**EXERCISE INSTRUCTIONS**
Go through the data and tally the lines that include "green". The reply is that number alone.

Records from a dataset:
============

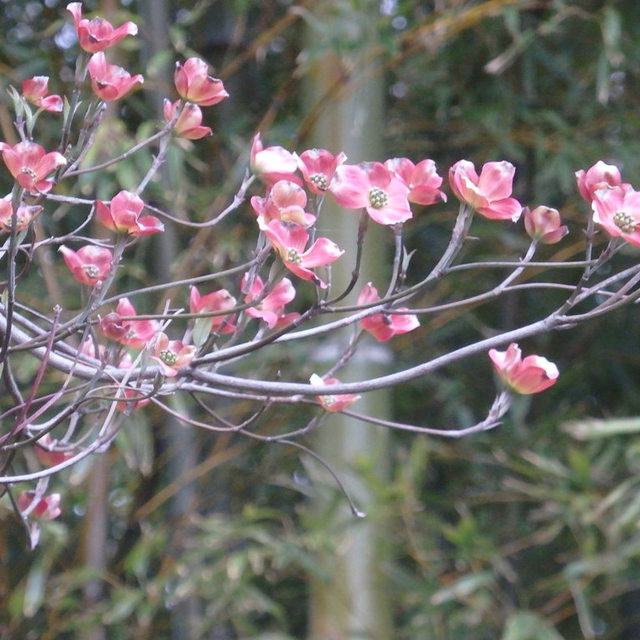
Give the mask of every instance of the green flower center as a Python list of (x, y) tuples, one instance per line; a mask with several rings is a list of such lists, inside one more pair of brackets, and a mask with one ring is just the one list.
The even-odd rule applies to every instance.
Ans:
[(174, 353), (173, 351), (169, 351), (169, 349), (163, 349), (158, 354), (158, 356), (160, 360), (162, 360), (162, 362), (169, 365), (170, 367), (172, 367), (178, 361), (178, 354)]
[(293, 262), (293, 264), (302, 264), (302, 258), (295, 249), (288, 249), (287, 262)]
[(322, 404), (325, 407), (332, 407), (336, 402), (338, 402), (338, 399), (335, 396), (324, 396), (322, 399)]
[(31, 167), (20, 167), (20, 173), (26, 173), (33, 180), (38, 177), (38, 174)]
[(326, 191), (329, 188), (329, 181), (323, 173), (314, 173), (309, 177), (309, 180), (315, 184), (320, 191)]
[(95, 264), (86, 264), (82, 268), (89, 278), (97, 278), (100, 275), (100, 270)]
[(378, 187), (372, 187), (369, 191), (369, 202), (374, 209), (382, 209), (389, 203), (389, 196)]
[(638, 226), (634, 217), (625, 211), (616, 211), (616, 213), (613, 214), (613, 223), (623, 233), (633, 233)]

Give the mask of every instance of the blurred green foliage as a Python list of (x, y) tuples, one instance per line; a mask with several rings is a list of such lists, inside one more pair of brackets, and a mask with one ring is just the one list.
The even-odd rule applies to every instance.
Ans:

============

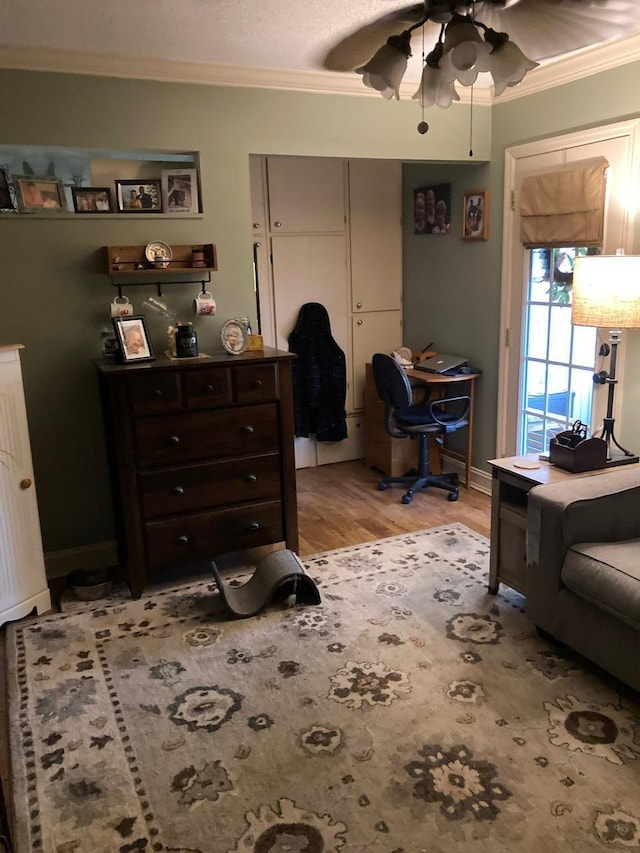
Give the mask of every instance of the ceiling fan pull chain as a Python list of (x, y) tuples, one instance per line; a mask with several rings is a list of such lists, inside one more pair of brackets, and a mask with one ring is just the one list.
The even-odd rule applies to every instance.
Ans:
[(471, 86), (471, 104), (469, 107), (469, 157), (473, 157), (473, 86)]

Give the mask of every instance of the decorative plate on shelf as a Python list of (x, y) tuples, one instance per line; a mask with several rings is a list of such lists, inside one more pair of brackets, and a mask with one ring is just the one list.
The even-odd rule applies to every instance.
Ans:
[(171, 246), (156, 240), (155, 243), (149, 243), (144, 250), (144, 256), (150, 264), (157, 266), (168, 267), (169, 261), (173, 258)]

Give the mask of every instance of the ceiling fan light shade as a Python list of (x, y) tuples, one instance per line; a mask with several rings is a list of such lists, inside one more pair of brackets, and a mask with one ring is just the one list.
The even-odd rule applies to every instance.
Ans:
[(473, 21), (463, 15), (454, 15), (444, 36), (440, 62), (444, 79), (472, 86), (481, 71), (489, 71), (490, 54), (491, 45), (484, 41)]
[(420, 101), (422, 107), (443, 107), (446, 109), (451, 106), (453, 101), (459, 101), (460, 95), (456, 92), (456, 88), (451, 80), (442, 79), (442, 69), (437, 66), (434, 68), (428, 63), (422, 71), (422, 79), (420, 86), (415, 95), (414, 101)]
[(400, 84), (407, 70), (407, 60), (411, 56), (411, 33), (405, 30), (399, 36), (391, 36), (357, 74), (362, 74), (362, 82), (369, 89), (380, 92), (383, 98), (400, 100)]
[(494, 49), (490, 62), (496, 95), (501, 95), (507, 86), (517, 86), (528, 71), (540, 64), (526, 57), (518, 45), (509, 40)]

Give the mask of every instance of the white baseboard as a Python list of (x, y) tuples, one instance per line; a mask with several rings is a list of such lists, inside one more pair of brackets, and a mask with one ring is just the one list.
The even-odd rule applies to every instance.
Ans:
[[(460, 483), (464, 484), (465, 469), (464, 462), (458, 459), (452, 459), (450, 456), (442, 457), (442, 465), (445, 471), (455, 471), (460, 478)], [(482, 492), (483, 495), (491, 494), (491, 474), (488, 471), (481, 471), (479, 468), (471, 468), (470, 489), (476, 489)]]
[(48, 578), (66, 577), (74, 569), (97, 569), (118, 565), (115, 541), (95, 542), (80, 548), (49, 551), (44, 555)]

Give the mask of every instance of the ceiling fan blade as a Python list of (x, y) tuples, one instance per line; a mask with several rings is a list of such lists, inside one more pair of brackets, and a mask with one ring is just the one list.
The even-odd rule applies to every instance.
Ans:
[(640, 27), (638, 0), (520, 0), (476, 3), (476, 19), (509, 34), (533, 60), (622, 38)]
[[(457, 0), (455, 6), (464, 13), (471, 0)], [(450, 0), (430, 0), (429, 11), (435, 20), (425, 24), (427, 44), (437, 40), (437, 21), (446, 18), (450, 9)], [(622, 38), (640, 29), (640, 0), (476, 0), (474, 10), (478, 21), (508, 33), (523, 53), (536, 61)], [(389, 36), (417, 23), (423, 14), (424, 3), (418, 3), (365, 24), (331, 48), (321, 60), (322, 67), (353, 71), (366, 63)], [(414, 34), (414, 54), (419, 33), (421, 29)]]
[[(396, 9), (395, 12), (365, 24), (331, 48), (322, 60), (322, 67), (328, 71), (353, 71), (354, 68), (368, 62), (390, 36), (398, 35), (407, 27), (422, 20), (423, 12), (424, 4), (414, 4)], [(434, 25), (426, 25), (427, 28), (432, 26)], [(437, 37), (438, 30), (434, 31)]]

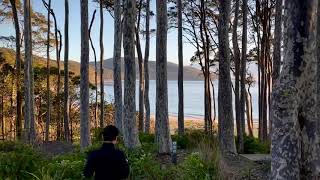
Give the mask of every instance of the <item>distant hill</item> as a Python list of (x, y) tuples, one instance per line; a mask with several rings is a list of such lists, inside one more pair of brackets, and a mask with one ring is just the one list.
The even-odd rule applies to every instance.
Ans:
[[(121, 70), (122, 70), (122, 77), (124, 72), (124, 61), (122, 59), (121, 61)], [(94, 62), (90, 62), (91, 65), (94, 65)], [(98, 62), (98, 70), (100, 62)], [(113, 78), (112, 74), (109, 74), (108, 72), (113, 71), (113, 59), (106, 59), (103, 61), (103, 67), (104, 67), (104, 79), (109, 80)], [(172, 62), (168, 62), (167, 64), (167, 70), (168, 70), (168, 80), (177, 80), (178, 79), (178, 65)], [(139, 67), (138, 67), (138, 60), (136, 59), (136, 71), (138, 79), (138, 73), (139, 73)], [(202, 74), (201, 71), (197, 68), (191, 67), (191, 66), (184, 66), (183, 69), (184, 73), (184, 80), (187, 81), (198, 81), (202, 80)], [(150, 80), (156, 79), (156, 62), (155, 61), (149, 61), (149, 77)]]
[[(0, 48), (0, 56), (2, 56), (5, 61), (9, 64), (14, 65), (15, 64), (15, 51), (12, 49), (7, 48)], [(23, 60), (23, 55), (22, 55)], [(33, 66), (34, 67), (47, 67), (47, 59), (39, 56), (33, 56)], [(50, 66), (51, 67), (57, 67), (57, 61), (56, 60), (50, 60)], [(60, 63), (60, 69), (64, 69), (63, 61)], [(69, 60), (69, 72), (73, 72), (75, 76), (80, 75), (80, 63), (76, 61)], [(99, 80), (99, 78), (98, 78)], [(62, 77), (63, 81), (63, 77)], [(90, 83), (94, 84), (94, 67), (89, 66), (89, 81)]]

============

**WRITTEN SOLUTION**
2